◆ 本文抜粋
そんな中、昨年の神宮大会では各地区の優勝校が熱戦を繰り広げた。特に新二年生世代に注目の選手が多く、4強入りしたチームにそれぞれ大阪桐蔭・前田、広陵・真鍋、花巻東・佐々木、九州国際大付・佐倉とスター選手がおり、選抜での戦いが非常に注目されている。神宮王者の大阪桐蔭を中心に熾烈な優勝争いが展開されそうだ。

優勝候補筆頭

大坂桐蔭は昨年は春夏連続出場を果たすも、計1勝止まりと不完全燃焼に終わった。ともに同じ近畿勢に敗れたこともあり、西谷監督としても悔しい思いがあっただろう。その悔しさを肌で経験した3番捕手の松尾を中心に、ハングリー精神の塊となったナインは、秋の公式戦を神宮決勝まで無敗で駆け抜けた。

投手陣は、川原・別所・川井の新3年生を差し置いて、西谷監督の信頼を最も勝ち得ているのが新2年生左腕の前田だ。最速145キロの速球と多彩な変化球を安定してコーナーに投げ分ける投球は安定感抜群。百戦錬磨の敦賀気比・東監督をして「あの投手は打てない」と言わしめた実力はすでに高校球界トップクラスだろう。

ただ、新3年生の3人がボールの力があるものの、やや安定感にかけるのが懸念材料。秋の戦いと同様に3人を交互に先発させて、前田をリリーフに回すのか、あるいは前田の先発起用があるのか。西谷監督の采配に注目だ。

一方、打線は今年も強力。神宮でも全国の強豪に打ち負けなかった破壊力と集中打は見ものだ。3番松尾は捕手らしい読みを効かせた打撃が持ち味で、チャンスメーカーもポイントゲッターにもなれる存在。2013年の森友哉(西武)のように攻守でチームを支える。海老根・丸山といった大砲もいれば、伊藤、谷口といったかき回す打者もおり、つながりの良さは文句なしだ。神宮準決勝での九州国際大付戦で見せた集中打のように、隙あらば一気に流れを強奪する。

思えば、1980年代に隆盛を極めたPL学園も春夏連覇後の数年間は苦しい時代を過ごした。同じ大阪の王者として大阪桐蔭もここが踏ん張りどころなのかもしれない。試合に出れてなかったメンバーが多く、反骨心の塊となったナインが甲子園でどういう結果を出してくれるか、今から楽しみである。

2番手集団

その大阪桐蔭を追う2番手集団もほとんど差はないだろう。特に神宮大会で大阪桐蔭の前田と合わせて「1年生カルテット」として注目されたスター選手を擁する広陵・花巻東・九州国際大付の3チームがまず打倒・大阪桐蔭の第一番手となりそうだ。

神宮決勝で大阪桐蔭と激しい打ち合いを演じた広陵は3年ぶりの選抜集条件を獲得。投攻守に高いレベルでまとまり、4度目の選抜制覇を視界にとらえる。

投手陣はエース森山が軸。最速143キロの速球に切れ味鋭いスライダー、スプリットを織り交ぜて打ち取っていく。中国大会では前年の選抜メンバーがほとんど残っている下関国際打線を8回まで無安打に封じ、新旧王者交代を印象付けた。神宮大会でも関東王者の明秀日立打線に堂々立ち向かったように、全国クラスの打線に通用することを証明している。

◆ 提供資料
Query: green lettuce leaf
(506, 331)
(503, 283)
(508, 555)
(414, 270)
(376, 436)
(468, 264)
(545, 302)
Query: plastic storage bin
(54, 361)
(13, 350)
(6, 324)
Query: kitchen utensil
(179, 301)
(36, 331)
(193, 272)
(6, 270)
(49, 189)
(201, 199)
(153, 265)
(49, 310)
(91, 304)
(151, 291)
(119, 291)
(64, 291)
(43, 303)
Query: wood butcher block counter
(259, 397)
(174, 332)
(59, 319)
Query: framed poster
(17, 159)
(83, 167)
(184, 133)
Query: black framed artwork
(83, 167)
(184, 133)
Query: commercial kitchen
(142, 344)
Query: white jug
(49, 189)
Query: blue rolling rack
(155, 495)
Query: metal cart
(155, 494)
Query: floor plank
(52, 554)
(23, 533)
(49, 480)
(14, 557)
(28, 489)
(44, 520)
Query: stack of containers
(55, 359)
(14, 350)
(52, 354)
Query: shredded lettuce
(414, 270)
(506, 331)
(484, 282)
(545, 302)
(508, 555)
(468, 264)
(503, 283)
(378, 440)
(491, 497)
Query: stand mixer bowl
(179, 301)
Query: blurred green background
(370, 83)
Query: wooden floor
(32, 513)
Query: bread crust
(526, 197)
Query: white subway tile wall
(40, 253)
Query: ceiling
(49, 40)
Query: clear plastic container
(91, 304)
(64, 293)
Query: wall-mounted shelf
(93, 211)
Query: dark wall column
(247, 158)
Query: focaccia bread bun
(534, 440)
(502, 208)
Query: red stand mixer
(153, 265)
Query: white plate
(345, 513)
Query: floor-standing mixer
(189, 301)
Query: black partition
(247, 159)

◆ 課題の内容
大阪桐蔭について書かれた文章から、「投手陣は、川原・別所・川井の」を含むところから「か。西谷監督の采配に注目だ。」までを書き出してください。その際、「西谷監督」を「指揮官」にすべて入れ替えてください。

◆ 解答例
投手陣は、川原・別所・川井の新3年生を差し置いて、指揮官の信頼を最も勝ち得ているのが新2年生左腕の前田だ。最速145キロの速球と多彩な変化球を安定してコーナーに投げ分ける投球は安定感抜群。百戦錬磨の敦賀気比・東監督をして「あの投手は打てない」と言わしめた実力はすでに高校球界トップクラスだろう。

ただ、新3年生の3人がボールの力があるものの、やや安定感にかけるのが懸念材料。秋の戦いと同様に3人を交互に先発させて、前田をリリーフに回すのか、あるいは前田の先発起用があるのか。指揮官の采配に注目だ。